» Exercise aim:
Line by line, the entries below are to be reproduced unaltered.

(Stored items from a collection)
------------
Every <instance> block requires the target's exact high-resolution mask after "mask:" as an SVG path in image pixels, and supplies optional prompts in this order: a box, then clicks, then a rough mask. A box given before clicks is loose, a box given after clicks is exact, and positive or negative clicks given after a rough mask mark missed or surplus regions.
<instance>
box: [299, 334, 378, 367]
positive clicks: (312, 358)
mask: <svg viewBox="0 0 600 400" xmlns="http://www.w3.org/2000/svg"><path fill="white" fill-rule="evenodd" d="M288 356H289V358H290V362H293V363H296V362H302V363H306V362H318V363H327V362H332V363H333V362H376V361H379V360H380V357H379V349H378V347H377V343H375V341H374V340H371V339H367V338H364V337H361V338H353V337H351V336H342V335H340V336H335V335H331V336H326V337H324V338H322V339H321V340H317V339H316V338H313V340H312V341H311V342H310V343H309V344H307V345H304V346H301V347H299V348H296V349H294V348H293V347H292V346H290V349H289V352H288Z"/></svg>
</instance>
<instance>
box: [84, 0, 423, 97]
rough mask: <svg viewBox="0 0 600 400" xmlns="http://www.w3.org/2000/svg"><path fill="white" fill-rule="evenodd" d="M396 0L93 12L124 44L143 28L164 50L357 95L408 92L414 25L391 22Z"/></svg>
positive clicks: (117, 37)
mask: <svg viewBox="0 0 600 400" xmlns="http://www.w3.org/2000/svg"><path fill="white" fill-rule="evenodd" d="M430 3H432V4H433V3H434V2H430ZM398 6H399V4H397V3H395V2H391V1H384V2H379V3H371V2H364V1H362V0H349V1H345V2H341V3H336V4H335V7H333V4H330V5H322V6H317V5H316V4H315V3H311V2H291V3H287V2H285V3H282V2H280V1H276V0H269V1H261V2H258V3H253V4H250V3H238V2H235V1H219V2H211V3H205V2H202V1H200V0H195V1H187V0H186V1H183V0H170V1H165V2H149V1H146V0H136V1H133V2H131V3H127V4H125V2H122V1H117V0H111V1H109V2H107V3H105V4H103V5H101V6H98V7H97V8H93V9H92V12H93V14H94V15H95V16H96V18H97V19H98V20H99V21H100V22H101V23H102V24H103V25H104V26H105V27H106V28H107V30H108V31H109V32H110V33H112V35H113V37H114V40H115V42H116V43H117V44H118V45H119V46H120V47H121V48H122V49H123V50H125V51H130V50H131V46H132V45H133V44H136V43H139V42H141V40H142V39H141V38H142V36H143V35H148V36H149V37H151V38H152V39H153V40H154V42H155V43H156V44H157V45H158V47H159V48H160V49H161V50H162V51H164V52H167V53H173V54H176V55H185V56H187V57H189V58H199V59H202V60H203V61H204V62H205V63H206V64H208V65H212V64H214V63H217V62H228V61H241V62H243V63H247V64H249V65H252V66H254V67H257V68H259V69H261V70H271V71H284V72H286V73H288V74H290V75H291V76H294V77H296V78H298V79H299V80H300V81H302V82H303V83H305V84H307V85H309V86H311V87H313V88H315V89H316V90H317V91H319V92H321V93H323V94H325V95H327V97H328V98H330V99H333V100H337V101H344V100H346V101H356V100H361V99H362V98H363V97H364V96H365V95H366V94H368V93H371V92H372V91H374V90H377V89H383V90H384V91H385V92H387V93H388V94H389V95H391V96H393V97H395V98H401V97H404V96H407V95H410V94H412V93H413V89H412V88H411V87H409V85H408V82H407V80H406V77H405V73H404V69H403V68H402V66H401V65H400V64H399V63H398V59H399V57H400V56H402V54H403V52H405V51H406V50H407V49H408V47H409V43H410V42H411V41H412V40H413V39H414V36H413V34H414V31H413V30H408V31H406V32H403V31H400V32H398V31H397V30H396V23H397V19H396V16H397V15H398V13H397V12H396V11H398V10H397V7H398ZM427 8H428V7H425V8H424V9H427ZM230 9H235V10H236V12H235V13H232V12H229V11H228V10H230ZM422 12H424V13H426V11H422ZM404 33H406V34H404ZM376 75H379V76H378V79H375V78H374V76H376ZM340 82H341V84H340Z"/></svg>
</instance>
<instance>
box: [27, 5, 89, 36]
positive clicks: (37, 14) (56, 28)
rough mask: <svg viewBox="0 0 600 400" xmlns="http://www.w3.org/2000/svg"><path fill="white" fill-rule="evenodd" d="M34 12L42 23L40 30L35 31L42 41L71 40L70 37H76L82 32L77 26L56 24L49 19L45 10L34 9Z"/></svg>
------------
» Answer section:
Every <instance> block requires the target's exact high-resolution mask after "mask:" as an SVG path in image pixels, and supplies optional prompts in this order: a box, then clicks, then a rough mask. A box given before clicks is loose, a box given after clicks is exact, and positive or negative clicks given after a rough mask mark missed or surplus regions.
<instance>
box: [299, 334, 378, 367]
positive clicks: (312, 358)
mask: <svg viewBox="0 0 600 400" xmlns="http://www.w3.org/2000/svg"><path fill="white" fill-rule="evenodd" d="M288 356H289V358H290V362H293V363H296V362H302V363H306V362H318V363H327V362H332V363H333V362H376V361H379V360H380V357H379V349H378V347H377V343H375V341H374V340H371V339H367V338H364V337H361V338H353V337H351V336H342V335H340V336H335V335H331V336H326V337H324V338H322V339H321V340H317V339H316V338H313V340H312V341H311V342H310V343H309V344H307V345H304V346H301V347H299V348H296V349H294V348H293V347H292V346H290V349H289V352H288Z"/></svg>
</instance>
<instance>
box: [84, 0, 423, 97]
rough mask: <svg viewBox="0 0 600 400" xmlns="http://www.w3.org/2000/svg"><path fill="white" fill-rule="evenodd" d="M396 0L93 12L124 44L143 28L164 50L357 95L408 92L414 25L391 22Z"/></svg>
positive clicks: (117, 37)
mask: <svg viewBox="0 0 600 400" xmlns="http://www.w3.org/2000/svg"><path fill="white" fill-rule="evenodd" d="M430 3H432V4H433V3H434V2H430ZM398 6H399V4H397V3H395V2H391V1H384V2H379V3H371V2H364V1H362V0H349V1H345V2H341V3H336V4H335V7H333V4H330V5H322V6H317V5H316V4H315V3H311V2H291V3H287V2H285V3H282V2H280V1H276V0H269V1H261V2H258V3H253V4H250V3H238V2H235V1H219V2H211V3H205V2H202V1H200V0H195V1H187V0H186V1H183V0H170V1H165V2H149V1H146V0H136V1H133V2H131V3H127V4H125V2H122V1H117V0H111V1H109V2H107V3H105V4H103V5H101V6H98V7H97V8H93V9H92V12H93V14H94V15H95V16H96V18H97V19H98V20H99V21H100V22H101V23H102V24H103V25H104V26H105V27H106V28H107V30H108V31H109V32H110V33H112V35H113V37H114V40H115V42H116V43H117V44H118V45H119V46H120V47H121V48H122V49H123V50H125V51H130V50H131V46H132V45H133V44H136V43H139V42H141V40H142V39H141V38H142V36H143V35H148V36H149V37H151V38H152V39H153V40H154V42H155V43H156V44H157V45H158V47H159V48H160V49H161V50H162V51H164V52H167V53H173V54H176V55H185V56H187V57H189V58H199V59H202V60H203V61H204V62H205V63H206V64H208V65H212V64H214V63H217V62H228V61H241V62H243V63H247V64H249V65H252V66H254V67H257V68H259V69H261V70H271V71H284V72H286V73H288V74H290V75H291V76H294V77H296V78H298V79H299V80H300V81H302V82H303V83H305V84H307V85H309V86H311V87H313V88H315V89H316V90H317V91H319V92H321V93H323V94H325V95H327V97H328V98H330V99H333V100H337V101H344V100H346V101H356V100H361V99H362V98H363V97H364V96H365V95H366V94H368V93H371V92H372V91H374V90H377V89H383V90H384V91H385V92H387V93H388V94H389V95H391V96H393V97H395V98H401V97H404V96H407V95H410V94H412V93H413V89H412V88H411V87H409V85H408V82H407V80H406V77H405V73H404V69H403V68H402V66H401V65H400V64H399V63H398V59H399V57H400V56H402V54H403V52H405V51H406V50H407V49H408V47H409V43H410V42H411V41H412V40H413V39H414V36H413V34H414V31H413V30H408V31H406V32H403V31H400V32H398V31H397V30H396V23H397V19H396V16H397V15H398V13H397V12H396V11H398V10H397V7H398ZM427 8H428V7H425V8H424V9H427ZM230 9H235V10H236V12H235V13H232V12H229V11H228V10H230ZM422 12H424V13H426V11H422ZM404 33H406V34H404ZM376 75H379V76H378V79H375V78H374V76H376ZM340 82H341V84H340Z"/></svg>
</instance>
<instance>
box: [27, 5, 89, 36]
positive clicks: (37, 14) (56, 28)
rough mask: <svg viewBox="0 0 600 400" xmlns="http://www.w3.org/2000/svg"><path fill="white" fill-rule="evenodd" d="M34 12L42 23L40 30L35 31L42 41L71 40L70 37H76L82 32L77 26L56 24L49 19L45 10L34 9Z"/></svg>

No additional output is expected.